● **SELECTION**:
┌────────
My objects keep their position in 16-bit, world space. When it comes time to draw them, I simply subtract the camera position and draw the metasprite.

how do you guys handle culling off-screen objects? There seems to be 2 levels :

  • First cull the object using a simple bounding box, to see if the whole thing is off camera.
  • If it is at least partially on screen, draw it, and cull the individual 8x8 tiles to avoid stuff wrapping around the screen.

Do you guys have a clever way of doing this while minimizing the number of 16-bit operations (ideally after the camera transform, everything would be back to 8-bit...).

Re: Culling
by on (#217445)
Assume the position is the top left corner. Assume the widest or tallest an object can be is 256 pixels. Assume that sprite offsets are always positive. (If you need negative offsets, add the maximum negative offset before drawing, and subtract it after drawing. Then offset your offset data accordingly so it can be exclusively positive.)
└────────
● **SET OF TASKS**:
A - According to the culling discussion, in what form are the objects' positions kept?
B - For each statement, say whether it agrees with the culling discussion, and quote the words that decide it: (i) The reply assumes that an object's position is its top left corner. (ii) The reply assumes an object can be at most 512 pixels wide or tall. (iii) The second level of culling works on individual 16x16 tiles.
C - Reproduce the culling discussion from "Do you guys have" to "back to 8-bit...).".
The records are separate material, unrelated to the culling discussion.

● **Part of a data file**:
┌────────
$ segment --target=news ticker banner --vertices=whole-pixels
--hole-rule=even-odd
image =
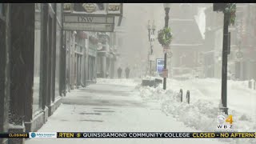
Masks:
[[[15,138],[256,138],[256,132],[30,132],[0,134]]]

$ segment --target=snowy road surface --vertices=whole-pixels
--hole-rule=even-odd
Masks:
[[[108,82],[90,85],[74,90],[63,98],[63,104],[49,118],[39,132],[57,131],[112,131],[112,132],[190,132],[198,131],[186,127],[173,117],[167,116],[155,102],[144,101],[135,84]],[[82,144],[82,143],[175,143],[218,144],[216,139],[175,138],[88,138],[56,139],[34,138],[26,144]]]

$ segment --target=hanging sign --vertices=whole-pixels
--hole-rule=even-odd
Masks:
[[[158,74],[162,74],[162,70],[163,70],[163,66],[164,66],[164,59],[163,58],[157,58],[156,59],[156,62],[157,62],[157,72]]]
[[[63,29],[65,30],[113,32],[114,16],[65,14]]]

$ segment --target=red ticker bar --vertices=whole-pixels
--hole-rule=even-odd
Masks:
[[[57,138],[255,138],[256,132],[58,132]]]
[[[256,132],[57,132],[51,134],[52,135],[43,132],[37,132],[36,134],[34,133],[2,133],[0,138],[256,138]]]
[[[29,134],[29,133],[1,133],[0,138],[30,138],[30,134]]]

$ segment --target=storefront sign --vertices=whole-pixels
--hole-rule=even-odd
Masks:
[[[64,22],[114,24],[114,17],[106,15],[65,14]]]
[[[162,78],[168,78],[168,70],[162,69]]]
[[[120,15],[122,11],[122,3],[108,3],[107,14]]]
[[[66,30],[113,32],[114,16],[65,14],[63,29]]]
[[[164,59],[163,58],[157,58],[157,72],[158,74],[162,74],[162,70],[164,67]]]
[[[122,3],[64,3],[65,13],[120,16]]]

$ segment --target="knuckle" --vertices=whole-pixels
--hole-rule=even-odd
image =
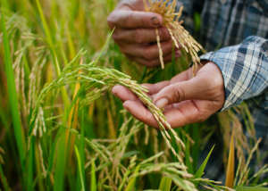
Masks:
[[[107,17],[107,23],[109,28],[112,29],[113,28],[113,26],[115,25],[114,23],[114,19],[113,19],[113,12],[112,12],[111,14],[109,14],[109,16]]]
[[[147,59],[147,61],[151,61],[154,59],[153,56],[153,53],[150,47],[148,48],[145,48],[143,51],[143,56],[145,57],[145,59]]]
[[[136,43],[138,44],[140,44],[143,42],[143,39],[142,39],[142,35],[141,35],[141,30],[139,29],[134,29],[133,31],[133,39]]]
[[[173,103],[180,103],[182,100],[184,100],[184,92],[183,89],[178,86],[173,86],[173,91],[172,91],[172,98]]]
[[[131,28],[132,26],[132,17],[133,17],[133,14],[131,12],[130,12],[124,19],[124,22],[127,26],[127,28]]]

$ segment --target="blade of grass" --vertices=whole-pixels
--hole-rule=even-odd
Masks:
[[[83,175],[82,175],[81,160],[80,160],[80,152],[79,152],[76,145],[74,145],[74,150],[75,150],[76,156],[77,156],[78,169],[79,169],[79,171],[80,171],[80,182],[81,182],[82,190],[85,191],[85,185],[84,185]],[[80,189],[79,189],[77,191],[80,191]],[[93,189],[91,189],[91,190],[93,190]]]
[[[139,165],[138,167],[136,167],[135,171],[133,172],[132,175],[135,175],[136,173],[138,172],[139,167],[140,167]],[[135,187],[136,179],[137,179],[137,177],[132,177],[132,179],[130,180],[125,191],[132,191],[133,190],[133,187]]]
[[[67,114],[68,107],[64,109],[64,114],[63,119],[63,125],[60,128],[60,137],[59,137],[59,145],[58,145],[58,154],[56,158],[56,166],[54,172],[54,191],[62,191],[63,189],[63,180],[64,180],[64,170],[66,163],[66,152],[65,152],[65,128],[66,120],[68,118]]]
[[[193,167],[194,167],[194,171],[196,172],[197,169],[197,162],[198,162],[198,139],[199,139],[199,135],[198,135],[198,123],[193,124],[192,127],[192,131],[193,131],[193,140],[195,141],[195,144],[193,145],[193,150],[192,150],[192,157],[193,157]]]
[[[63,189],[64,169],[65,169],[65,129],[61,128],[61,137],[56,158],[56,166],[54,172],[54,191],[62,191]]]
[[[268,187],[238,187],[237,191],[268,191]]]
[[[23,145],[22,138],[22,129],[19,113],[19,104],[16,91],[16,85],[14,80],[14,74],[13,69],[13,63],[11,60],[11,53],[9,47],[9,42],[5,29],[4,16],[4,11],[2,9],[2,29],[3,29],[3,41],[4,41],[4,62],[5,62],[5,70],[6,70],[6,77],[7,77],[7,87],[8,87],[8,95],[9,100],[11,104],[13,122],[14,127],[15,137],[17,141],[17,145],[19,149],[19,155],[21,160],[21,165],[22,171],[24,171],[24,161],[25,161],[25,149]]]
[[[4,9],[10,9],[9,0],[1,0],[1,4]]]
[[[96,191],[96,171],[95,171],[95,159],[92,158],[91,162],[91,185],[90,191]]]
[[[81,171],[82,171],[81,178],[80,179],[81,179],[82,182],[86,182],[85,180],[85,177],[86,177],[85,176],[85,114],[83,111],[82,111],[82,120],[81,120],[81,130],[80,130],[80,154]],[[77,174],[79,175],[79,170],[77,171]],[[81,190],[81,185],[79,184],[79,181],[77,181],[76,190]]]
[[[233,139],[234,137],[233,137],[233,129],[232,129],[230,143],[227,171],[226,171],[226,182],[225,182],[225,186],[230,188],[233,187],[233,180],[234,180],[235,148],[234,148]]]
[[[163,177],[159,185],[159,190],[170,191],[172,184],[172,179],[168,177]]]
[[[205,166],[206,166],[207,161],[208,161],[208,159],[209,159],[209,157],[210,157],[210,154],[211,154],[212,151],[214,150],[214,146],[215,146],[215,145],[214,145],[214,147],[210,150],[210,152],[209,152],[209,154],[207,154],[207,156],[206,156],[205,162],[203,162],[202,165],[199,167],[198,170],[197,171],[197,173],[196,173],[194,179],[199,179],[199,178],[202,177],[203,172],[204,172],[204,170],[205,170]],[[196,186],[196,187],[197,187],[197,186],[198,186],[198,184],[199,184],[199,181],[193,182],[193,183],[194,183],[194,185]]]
└────────
● **RESPONSES FOR EACH TASK**:
A - In 16-bit world space.

B -
(i) Yes: "Assume the position is the top left corner."
(ii) No: "Assume the widest or tallest an object can be is 256 pixels."
(iii) No: "cull the individual 8x8 tiles to avoid stuff wrapping around the screen."

C -
Do you guys have a clever way of doing this while minimizing the number of 16-bit operations (ideally after the camera transform, everything would be back to 8-bit...).